Rewrite the stretch of the material from the line containing "Please point out the white cup" through the end of the material, replacing "each instance" with "every occurrence" and leaving everything else unchanged.

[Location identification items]
--*--

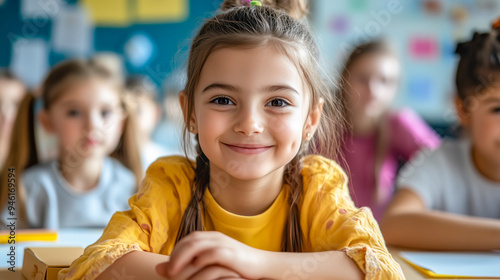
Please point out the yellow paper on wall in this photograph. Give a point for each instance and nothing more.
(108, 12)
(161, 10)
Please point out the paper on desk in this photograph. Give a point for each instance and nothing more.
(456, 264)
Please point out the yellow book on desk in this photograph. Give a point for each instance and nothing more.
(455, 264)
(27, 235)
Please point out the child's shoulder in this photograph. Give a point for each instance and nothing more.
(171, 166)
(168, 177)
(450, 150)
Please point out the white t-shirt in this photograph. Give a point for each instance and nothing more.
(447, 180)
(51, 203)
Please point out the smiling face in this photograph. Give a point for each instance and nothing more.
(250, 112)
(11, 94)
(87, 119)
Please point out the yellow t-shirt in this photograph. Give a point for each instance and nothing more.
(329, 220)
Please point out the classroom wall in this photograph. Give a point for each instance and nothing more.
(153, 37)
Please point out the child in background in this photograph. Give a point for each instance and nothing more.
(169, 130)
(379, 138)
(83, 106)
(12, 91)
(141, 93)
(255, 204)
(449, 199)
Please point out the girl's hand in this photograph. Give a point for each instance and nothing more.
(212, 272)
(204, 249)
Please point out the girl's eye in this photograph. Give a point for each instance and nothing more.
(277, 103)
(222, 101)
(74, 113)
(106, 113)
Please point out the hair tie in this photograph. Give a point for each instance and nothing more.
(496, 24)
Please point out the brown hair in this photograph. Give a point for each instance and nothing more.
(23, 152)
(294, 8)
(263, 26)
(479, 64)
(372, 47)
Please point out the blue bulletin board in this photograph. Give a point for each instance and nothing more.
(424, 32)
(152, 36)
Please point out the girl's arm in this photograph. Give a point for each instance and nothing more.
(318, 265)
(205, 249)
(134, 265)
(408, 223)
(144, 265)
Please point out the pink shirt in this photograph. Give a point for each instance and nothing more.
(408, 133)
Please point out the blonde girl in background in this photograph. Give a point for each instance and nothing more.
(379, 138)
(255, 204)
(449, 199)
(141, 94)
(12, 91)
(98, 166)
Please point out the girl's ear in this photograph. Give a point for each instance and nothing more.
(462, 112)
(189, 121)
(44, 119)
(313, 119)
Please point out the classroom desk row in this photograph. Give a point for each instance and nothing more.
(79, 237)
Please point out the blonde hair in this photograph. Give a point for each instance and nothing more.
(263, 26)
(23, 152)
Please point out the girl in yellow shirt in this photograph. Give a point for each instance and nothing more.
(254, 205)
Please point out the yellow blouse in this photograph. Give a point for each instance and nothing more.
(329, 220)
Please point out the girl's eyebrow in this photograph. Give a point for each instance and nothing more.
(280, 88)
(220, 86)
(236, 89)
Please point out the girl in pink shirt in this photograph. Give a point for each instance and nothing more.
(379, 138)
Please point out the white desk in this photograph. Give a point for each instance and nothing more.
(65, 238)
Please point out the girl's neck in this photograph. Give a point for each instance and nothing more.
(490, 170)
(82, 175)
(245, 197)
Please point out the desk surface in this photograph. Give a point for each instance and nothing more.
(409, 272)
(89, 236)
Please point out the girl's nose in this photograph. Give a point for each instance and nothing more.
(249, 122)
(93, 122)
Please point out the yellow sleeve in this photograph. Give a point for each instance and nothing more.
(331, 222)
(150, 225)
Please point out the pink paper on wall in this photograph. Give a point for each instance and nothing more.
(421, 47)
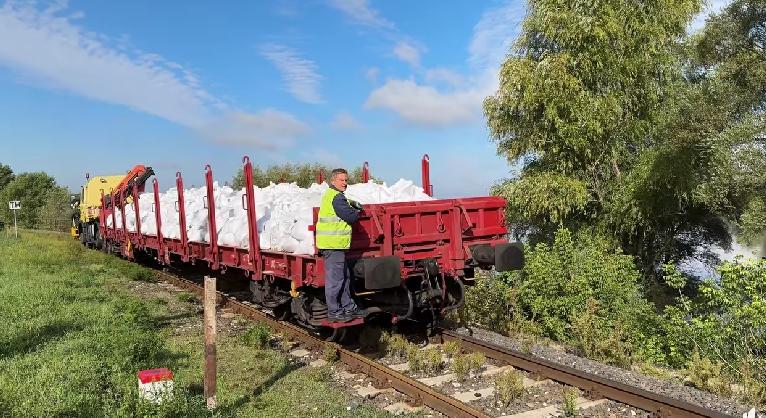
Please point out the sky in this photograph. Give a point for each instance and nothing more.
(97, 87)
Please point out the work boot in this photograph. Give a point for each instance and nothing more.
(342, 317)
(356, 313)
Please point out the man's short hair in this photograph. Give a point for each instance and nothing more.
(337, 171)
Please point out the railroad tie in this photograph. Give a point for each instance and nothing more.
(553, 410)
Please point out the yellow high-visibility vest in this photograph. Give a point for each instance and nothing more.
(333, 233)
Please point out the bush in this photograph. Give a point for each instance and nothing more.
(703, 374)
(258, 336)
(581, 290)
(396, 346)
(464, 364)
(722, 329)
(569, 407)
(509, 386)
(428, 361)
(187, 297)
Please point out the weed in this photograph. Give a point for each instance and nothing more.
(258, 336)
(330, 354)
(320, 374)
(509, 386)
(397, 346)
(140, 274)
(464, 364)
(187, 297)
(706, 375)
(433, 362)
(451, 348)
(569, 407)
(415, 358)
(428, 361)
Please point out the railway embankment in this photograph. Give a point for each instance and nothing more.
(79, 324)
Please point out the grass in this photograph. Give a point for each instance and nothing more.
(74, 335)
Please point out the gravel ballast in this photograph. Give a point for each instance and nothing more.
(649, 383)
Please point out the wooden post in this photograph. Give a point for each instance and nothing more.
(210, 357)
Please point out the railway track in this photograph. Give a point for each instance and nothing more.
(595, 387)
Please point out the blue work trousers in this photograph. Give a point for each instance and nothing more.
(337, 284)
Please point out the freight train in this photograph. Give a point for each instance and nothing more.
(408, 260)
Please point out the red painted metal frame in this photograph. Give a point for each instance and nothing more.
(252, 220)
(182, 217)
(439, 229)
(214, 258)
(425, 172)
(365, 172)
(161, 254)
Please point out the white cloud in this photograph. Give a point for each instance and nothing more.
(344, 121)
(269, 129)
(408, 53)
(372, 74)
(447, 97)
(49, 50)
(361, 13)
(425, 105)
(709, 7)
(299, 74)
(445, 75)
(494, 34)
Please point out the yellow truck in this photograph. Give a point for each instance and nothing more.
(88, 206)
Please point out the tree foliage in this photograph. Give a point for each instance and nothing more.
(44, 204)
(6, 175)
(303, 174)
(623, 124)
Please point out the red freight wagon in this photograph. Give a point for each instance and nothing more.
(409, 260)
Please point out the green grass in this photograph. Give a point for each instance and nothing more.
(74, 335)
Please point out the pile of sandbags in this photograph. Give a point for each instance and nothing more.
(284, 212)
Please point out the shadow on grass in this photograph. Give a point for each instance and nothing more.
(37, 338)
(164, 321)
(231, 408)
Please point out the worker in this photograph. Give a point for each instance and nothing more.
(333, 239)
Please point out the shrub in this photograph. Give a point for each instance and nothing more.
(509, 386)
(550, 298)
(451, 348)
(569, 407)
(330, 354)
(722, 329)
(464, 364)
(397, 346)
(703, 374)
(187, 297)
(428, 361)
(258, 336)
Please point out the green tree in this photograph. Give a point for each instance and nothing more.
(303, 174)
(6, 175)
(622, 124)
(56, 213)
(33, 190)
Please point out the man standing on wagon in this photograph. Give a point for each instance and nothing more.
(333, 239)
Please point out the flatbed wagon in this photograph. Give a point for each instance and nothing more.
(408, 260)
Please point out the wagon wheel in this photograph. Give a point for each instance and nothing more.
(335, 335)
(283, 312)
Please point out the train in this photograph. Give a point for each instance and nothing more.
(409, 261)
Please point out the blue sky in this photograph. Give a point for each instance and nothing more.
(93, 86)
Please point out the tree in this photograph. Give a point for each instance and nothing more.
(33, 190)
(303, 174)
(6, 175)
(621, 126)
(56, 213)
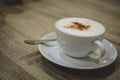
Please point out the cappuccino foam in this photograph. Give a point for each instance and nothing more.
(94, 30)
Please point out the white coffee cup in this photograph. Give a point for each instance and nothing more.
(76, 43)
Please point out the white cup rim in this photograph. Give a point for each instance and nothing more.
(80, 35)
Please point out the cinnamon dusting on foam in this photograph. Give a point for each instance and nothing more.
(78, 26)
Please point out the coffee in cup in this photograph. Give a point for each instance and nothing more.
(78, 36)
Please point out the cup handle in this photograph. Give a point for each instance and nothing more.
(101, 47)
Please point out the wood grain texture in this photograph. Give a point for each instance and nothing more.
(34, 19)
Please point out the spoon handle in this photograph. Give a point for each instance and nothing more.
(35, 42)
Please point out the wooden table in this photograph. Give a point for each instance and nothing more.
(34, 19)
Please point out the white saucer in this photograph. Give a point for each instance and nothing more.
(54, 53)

--*--

» Complete response
Please point out the white cup rim in this photograph. Give a point for every occurrence and nothing more.
(80, 35)
Please point out the cinnamon dusting on foam in this photograph. Give a point for every occurrence and nothing more.
(78, 26)
Please point out the coffee in cup in this photograph. Give a point for every occurrence and nothing more.
(78, 36)
Please point out the cup handle in this photograph. Give a point for every occurrence and nothing more.
(101, 47)
Please point out the wood grain texture in this photograph. Give a point for every occurrence and nothing more.
(34, 19)
Please point out the spoon handle in this photograph. Give a point for every occurrence and nothing more.
(35, 42)
Please point out the wooden table in this photograph. Give a point for every occurrence and nothing more.
(34, 19)
Please point out the white saucer in this photograph. Give a point for every occurrence and nothing more.
(54, 53)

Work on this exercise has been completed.